**Problem to work on:** Once the line containing "the tree canopy" is found, copy it and each subsequent line exactly. Stop at the end of the records below.
━━━━━ Provided data
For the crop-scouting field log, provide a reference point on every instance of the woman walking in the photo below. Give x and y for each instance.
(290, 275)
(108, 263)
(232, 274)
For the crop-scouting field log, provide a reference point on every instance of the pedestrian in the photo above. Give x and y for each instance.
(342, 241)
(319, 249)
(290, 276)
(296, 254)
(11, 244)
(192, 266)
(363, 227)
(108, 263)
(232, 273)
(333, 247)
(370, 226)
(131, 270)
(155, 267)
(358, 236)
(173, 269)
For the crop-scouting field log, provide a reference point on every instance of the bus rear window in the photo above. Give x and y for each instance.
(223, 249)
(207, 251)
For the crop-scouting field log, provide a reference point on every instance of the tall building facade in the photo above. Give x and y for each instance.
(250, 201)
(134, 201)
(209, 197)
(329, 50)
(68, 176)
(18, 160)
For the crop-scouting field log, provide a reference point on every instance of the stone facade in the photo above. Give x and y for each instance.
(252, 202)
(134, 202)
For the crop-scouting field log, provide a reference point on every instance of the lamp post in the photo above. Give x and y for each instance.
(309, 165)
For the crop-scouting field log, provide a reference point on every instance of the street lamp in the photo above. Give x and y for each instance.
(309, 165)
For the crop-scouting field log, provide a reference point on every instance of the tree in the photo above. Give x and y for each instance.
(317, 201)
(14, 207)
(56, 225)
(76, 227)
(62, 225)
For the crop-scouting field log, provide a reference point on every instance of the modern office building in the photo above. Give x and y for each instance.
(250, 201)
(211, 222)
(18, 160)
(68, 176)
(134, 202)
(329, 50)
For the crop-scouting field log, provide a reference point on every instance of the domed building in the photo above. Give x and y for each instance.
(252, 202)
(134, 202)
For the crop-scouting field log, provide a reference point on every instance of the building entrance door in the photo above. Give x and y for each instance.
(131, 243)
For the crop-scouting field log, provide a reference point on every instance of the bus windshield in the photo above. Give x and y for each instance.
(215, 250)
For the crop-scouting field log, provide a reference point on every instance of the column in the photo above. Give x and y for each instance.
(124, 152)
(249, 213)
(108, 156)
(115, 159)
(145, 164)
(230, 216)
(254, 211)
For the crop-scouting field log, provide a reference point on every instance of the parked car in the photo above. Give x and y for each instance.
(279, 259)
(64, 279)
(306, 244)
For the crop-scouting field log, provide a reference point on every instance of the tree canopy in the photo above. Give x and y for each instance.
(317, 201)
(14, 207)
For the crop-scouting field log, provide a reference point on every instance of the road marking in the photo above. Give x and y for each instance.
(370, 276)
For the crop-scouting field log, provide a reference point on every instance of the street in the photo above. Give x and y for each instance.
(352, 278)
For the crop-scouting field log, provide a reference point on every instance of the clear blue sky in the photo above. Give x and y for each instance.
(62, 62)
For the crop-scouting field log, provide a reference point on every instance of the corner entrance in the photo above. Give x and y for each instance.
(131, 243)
━━━━━━━━━━
**Written response:**
For the crop-scouting field log, provide a reference point on every instance of the tree canopy in the photo above. Give x and y for each instance.
(317, 201)
(14, 207)
For the crop-scouting field log, provide a reference point on every instance of the road marking in the photo above. Give x and y for each instance.
(370, 276)
For the crop-scouting field log, provide a reference point on every instance of the street in the photo above. Give x and y for each instance.
(352, 278)
For the crop-scouting field log, provide a reference point on every instance of the clear blue sky in the photo above. Give x and y for each instance.
(62, 62)
For the crop-scouting field log, provide a reference point on every instance of the corner entrance in the photo above. Give x and y for each instance.
(131, 243)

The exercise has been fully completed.